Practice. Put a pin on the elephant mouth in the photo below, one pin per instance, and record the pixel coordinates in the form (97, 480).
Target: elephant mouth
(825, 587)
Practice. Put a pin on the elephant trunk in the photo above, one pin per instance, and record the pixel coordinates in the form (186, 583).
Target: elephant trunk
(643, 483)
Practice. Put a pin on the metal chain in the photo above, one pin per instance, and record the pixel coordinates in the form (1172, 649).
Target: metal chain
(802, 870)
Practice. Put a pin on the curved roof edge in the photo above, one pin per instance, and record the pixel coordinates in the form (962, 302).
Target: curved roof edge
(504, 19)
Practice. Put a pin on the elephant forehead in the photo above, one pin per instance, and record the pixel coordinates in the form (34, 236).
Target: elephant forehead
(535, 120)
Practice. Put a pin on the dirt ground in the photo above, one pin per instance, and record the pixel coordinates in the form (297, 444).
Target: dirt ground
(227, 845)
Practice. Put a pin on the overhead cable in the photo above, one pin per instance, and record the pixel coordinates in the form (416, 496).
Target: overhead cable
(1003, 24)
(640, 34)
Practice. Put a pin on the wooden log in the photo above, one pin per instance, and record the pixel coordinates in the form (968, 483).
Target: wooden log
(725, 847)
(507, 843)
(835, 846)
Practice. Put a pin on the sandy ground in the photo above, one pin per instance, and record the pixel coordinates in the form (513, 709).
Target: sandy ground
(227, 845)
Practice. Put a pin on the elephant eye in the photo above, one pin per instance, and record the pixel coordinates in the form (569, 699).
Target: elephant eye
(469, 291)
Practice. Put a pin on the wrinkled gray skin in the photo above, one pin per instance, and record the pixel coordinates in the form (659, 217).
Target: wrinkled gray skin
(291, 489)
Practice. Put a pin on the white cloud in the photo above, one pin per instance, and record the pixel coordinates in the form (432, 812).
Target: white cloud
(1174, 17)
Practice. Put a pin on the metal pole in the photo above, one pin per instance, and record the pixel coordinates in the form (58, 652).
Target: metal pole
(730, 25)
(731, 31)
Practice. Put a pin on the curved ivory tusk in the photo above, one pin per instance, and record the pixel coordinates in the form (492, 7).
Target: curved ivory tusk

☆ ☆ ☆ ☆ ☆ ☆ ☆

Write out the full listing, keeping every line exactly as it is.

Practice. Put a pin on the elephant mouth in the photo below, one pin per instance, and record the pixel coordinates in the form (97, 480).
Target: elephant mouth
(825, 587)
Practice. Put a pin on the elephant trunk in the photo above, one pin per instance, and record the pixel coordinates in the form (186, 583).
Target: elephant trunk
(643, 483)
Practice. Put a pin on the metal chain in the photo above, one pin per instance, and record the pixel coordinates in the form (1172, 649).
Target: metal chain
(802, 870)
Practice. Put a pin on the curved roof edge in the photo above, one pin per instance, and record the pixel coordinates in the form (962, 302).
Target: curved roof edge
(504, 19)
Practice. Put a pin on the elephant forehead in the photo above, one pin per instance, and record the pixel coordinates in the form (34, 236).
Target: elephant forehead
(535, 120)
Practice. Put a pin on the dirt ground in the photo above, one pin per instance, and record the pixel coordinates in the form (297, 444).
Target: dirt ground
(227, 845)
Practice. Put a pin on the overhead cable in the photo above, one pin per instance, and record the pixel coordinates in the form (416, 496).
Target: overhead cable
(1003, 24)
(640, 34)
Practice. Put a pin on the wooden log in the photo above, one pin per instance, and record the pixel coordinates in the form (968, 483).
Target: wooden log
(725, 847)
(507, 843)
(835, 846)
Practice. Put a pin on the sandy ground in the photo above, one pin per instance, and record the pixel coordinates in the form (513, 709).
Target: sandy ground
(227, 845)
Practice. Put a pin on the elephant eye in the photo above, one pin per instance, and record the pixel coordinates in the form (569, 699).
Target: elephant eye
(469, 291)
Practice. Put a pin on the wrinkled gray skin in the photo above, one pin per instance, and record the pixel coordinates in the form (659, 217).
Target: wrinkled gray skin
(291, 489)
Practice. Put a pin on the white cloud in the photo above, one pin per instance, and record the pixel coordinates in the form (432, 812).
Target: white cloud
(1174, 17)
Practice. Put a pin on the metal pole in the photo above, one pin per instance, and record the pixel coordinates in the form (58, 652).
Target: metal pole
(730, 25)
(731, 31)
Practice. Put a pin on the curved ivory tusk in the photo above, one pin per instance, and record the pixel coordinates in the form (492, 7).
Target: curved ivory tusk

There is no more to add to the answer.